__SELECTED EXTRACT__

--*--

Of all the 80 million babies born that year, Adnan was chosen as the world's six billionth living person.
The UN calculates that the world will have its seventh billion person on 31 October; the global population will hit nine billion by 2050; and, according to a UN report due on Wednesday, by the end of the century there could be 16 billion people on the planet, although most experts consider this an unlikely scenario, at the very top end of the range of expectations.
Adnan was born in 1999, chosen ostensibly at random but really as a symbol of hope after a bloody decade in the former Yugoslavia, which was also the birthplace of the five billionth baby, born in Zagreb in 1987.
The four billionth person was born in 1974, and the three billionth in 1960, according to the UN.
Before that, the world took much longer to add so many people: there were two billion people in 1927, and it took the whole of human history until 1804 to reach the point at which a whole billion people inhabited the planet at the same time.
Adnan, as well as being a 12-year-old boy with aspirations to travel the globe, is an emblem of the rapidly growing world population that until recently has shown few signs of abating.
Rising birth rates in many countries, particularly in the developing world, have combined with longer life expectancy and successes in reducing infant mortality to produce a total population that few used to predict was even possible.
Adnan lives in a modest flat in the historic city. The cars parked outside are mid-range models not more than a few years old, the blocks are well-kept and the surroundings are pleasant though not affluent. Outside the block there is a solitary piece of graffiti, in blue spraypaint. It reads "Adnan". He is a local celebrity.
Most of the 78 million children born this year - and of the two to three billion expected in the next 40 years - will not be so lucky. The vast majority will be born into appalling privation, in slums in developing countries.
Is the world failing these children?
Last year, although enough food was produced to satisfy the world's needs, at least one billion people went hungry, according to UN estimates.

--*--

__SUPPLIED ENTRIES__
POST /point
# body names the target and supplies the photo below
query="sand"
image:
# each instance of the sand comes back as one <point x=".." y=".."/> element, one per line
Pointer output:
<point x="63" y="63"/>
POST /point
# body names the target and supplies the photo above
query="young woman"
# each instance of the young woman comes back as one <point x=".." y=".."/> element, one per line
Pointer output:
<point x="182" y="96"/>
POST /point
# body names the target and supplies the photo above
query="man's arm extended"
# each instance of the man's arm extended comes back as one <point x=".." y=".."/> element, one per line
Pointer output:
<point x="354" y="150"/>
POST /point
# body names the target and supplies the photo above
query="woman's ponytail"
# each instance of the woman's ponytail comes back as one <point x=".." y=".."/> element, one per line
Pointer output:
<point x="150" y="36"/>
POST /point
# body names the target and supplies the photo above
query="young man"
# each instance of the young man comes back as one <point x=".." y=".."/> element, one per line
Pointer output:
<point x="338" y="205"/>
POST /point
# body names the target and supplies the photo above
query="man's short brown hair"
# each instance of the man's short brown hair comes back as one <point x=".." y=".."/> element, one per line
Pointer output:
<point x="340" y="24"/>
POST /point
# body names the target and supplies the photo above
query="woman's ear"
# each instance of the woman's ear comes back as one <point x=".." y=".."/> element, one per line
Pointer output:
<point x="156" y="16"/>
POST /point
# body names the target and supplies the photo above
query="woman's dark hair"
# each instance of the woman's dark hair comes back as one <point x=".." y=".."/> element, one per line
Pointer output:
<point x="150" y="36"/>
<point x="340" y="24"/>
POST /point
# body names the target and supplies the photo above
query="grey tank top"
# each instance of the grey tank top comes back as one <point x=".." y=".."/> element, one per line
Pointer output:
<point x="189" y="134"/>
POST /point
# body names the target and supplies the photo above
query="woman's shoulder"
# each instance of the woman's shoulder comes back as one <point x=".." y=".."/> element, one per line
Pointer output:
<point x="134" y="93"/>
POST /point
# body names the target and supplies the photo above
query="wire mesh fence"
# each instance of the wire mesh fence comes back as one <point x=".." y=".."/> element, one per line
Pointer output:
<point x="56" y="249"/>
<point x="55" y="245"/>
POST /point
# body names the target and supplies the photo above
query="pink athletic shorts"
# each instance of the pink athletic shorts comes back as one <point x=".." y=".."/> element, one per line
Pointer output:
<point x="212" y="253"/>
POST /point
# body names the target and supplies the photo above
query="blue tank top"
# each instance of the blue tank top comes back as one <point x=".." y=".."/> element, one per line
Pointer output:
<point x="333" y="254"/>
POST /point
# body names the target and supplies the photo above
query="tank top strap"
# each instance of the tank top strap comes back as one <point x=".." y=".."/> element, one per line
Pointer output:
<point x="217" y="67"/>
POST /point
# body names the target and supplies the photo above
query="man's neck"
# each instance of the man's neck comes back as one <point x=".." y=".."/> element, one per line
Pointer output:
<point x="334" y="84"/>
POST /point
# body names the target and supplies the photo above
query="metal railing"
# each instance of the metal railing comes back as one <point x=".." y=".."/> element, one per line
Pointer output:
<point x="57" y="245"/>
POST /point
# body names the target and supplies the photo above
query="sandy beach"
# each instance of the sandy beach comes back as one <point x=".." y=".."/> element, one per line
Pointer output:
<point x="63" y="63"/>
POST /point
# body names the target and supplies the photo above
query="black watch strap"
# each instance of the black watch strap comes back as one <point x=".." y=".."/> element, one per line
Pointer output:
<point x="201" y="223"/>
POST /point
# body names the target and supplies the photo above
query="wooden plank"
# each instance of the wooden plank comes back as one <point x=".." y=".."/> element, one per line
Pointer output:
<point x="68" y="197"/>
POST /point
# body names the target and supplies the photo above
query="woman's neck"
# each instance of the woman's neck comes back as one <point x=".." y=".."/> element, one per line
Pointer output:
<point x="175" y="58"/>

--*--

__PROBLEMS TO WORK ON__
- A) Please turn the paragraph beginning "Adnan lives in a modest flat" in the world population passage into a short bulleted list that keeps its main facts.
- B) Carry on the world population passage, picking up right after its final sentence.

__THE RESULTS__
- A)
- Adnan lives in a modest flat in the historic city.
- The cars parked outside are mid-range models no more than a few years old.
- The blocks are well-kept, and the surroundings are pleasant but not affluent.
- The only graffiti outside the block, in blue spraypaint, reads "Adnan."
- He is a local celebrity.

- B)
The same number lacked access to clean water and more than 2.6 billion people still have no adequate sanitation. Most of the world's population now live in towns and cities, not the countryside, for the first time in history. But the urban centres that people are joining are the world's burgeoning megacities, in each of which tens of millions of people live in penury without electricity, water, toilets or enough to eat.
Child seven billion will be born into a different world to that which Adnan entered - one threatened by terrorism, economic crisis, climate change and new wars unthought of in 1999. But the problems that the exploding population will unleash may, according to some commentators, make today's crises seem mild.
"Of all the interconnected problems we face, perhaps the most serious is the proliferation of our own species," says Sir Crispin Tickell, a former British ambassador to the UN, now an environmental guru. "We are like a species out of control."
As population rises, this argument runs, consumption will increase and place an impossible strain on natural resources, from water supplies and agricultural land to fish in the ocean, as well as giving rise to runaway climate change as we burn ever more fossil fuels.
One example of the kind of problem the planet will face has been this year's devastating famine in the Horn of Africa. Drought was the primary cause, but it has been exacerbated by pressure on the land; the population of the region has doubled since the early 1970s.
Mary Robinson, the former Irish president, told a recent meeting of the Aspen Institute: "Somalia shows the extent to which failure to learn from the famine in 1992, and our failure to prioritise the health of women and children, has become a global problem, one none of us can ignore."
This view is derided in some quarters, especially the US right, as "neo-Malthusian" - a pessimistic assumption of limit to the world's bounty that has always been proved wrong in the past. Productivity - squeezing more food from less land, more energy from fewer resources - has kept pace with or exceeded population growth in the past, so why not in the future?
Although fertility rates have declined slightly from their 1960s peak, there is now a demographic "bulge", a boom in the number of young people, that will ensure growth continues at a clip for the next few decades. By around mid-century, if the predictions are right, population will for the first time in centuries begin a slow decline.
These are just guesses. Many experts believe the UN's nine billion to be a gross underestimate, and predict 11 billion or 12 billion as more likely.
Previous predictions have been too low: the UN's forecast in the early 1990s was that population would peak in 2050 at 7.8 billion, a level now virtually certain to be exceeded in the next 15 years.
This year, the seven billionth person will not be named; instead, the UN is merely celebrating the arrival on 31 October.
According to the UN, this is because all babies born around the time will be equally marked. But Adnan's family suspect the real reason may be embarrassment. His parents have been bewildered by the way the UN has behaved since singling out their only child for attention. Since that day, they have received almost no communication from the organisation and certainly no support.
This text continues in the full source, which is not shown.